ADVANTAGEOUS EFFECTS

According to the portable apparatus having a head area tracking device, color histogram and shape information, which represent features of the whole head area, are used, and thus the portable device may detect more accurately a user's head area than the conventional motion estimation method in a unit of a block.
In addition, a robust head tracking algorithm with small quantity of calculation is modified to be adapted to a portable device, and is employed in the portable device. Therefore, the user's head area may be tracked appropriately for the portable device. The robust and rapid head tracking algorithm is used in the portable device, and thus image processing and differential video encoding for enhancing quality of the detected head area may be applied to the portable device, a head image having high quality may be continuously obtained through the control of camera rotation and the control of parameters, and so that the use efficiency of the portable device may be enhanced.

DESCRIPTION OF DRAWINGS

Example embodiments of the present invention will become more apparent by describing in detail example embodiments of the present invention with reference to the accompanying drawings, in which:

FIG. 1 is a block diagram illustrating a common portable device for controlling rotation of a camera in accordance with detection of user's head area;

FIG. 2 is a block diagram illustrating a portable device employing a head tracking algorithm according to one example embodiment of the present invention;

FIG. 3 is a block diagram illustrating the head tracking section in FIG. 2;

FIG. 4 is a view illustrating a searching order of the user's area for detecting firstly the head area by employing the head tracking algorithm according to one example embodiment of the present invention; and

FIG. 5 is a flowchart illustrating a method of tracking the head in the head tracking section in FIG. 2.

__________

— EXERCISE 1 —
Decide whether each statement below agrees with the head-tracking text. For each, answer yes or no and quote the words of the text that settle it.
(a) Color histogram and shape information represent features of the whole head area.
(b) FIG. 5 is a block diagram.
(c) The head tracking algorithm needs a large quantity of calculation.
— EXERCISE 2 —
Reproduce word for word the part of the head-tracking text starting at "FIG. 4 is a" and ending at "section in FIG. 2.".
— EXERCISE 3 —
Write the next part of the head-tracking text, picking up after its last sentence.

— RAW DATA —
__________

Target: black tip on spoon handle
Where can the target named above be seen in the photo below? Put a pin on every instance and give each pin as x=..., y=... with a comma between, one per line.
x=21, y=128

__________

— TASK RESPONSE 1 —
(a) Yes: "color histogram and shape information, which represent features of the whole head area"
(b) No: "FIG. 5 is a flowchart illustrating a method of tracking the head in the head tracking section in FIG. 2"
(c) No: "a robust head tracking algorithm with small quantity of calculation"

— TASK RESPONSE 2 —
FIG. 4 is a view illustrating a searching order of the user's area for detecting firstly the head area by employing the head tracking algorithm according to one example embodiment of the present invention; and

FIG. 5 is a flowchart illustrating a method of tracking the head in the head tracking section in FIG. 2.

— TASK RESPONSE 3 —
MODE FOR INVENTION

Example embodiments of the present invention are disclosed herein. Hereinafter, the same reference numerals denote the same elements, and the detailed descriptions of the same elements will not be repeated.
FIG. 2 is a block diagram illustrating a portable device employing a head tracking algorithm according to one example embodiment of the present invention.
Referring to FIG. 2, the portable device includes a camera 10, a head tracking section 20, an image processor 30, a video codec section 40, a wireless transmitter 50, a storage section 80 and a camera controller 60.
The portable device of the present embodiment locates the head tracking section 20 employing a head tracking algorithm before the video codec section 40, and detects a location and an area of a user's head based on color histogram, which distinguishes the whole head area from other area, and shape information.
The camera 10 has a rotating motor section (not shown) mounted therein to obtain an image.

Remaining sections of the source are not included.